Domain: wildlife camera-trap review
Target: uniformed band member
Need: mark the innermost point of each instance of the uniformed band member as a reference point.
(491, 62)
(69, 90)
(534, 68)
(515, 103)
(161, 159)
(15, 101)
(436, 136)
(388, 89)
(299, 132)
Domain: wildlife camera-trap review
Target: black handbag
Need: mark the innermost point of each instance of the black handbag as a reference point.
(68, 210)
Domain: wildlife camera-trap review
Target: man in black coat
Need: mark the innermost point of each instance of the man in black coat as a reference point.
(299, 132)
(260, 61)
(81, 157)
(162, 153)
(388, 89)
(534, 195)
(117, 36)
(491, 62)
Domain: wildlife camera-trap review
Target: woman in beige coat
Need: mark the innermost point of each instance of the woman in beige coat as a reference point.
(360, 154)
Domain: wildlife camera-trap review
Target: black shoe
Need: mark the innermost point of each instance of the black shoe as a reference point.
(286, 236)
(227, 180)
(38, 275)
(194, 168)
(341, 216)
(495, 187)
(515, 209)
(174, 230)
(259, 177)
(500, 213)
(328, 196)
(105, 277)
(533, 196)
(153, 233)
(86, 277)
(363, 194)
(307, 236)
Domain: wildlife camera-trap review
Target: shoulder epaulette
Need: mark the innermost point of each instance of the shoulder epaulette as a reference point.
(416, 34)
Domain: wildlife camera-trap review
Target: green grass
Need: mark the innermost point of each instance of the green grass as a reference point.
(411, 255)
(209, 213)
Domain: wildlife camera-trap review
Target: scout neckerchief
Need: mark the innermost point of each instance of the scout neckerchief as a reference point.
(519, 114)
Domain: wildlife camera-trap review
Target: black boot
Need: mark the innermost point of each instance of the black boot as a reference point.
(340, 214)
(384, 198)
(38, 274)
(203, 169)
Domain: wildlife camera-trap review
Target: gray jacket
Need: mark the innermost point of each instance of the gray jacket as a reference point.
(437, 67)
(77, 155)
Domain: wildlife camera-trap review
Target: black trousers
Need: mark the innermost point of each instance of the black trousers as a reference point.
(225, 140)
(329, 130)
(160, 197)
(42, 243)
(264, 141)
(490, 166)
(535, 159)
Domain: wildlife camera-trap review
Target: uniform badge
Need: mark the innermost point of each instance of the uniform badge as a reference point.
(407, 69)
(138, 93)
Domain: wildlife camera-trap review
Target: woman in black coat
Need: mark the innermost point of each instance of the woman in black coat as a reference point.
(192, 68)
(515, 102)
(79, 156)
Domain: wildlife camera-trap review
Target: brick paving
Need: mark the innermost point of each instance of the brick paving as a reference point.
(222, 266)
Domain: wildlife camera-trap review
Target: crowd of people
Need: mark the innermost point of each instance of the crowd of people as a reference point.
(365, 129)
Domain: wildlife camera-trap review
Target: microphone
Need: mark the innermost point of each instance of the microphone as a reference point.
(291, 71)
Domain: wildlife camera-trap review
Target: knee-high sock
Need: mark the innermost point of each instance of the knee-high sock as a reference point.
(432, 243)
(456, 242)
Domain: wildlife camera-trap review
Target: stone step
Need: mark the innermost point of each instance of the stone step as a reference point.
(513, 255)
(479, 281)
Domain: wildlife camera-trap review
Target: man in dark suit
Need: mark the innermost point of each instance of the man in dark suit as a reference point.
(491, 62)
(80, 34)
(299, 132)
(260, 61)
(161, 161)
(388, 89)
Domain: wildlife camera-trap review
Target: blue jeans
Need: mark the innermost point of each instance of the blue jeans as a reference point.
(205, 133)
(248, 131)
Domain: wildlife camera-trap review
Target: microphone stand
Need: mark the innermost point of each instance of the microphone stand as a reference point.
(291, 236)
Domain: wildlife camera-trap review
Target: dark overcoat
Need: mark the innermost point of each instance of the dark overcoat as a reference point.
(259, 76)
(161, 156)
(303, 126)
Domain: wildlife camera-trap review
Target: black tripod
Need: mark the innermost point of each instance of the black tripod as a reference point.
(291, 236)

##############################

Report how many lines of the material above contain the word "jeans", with case treated as significant, giving only the number.

Task answer | 2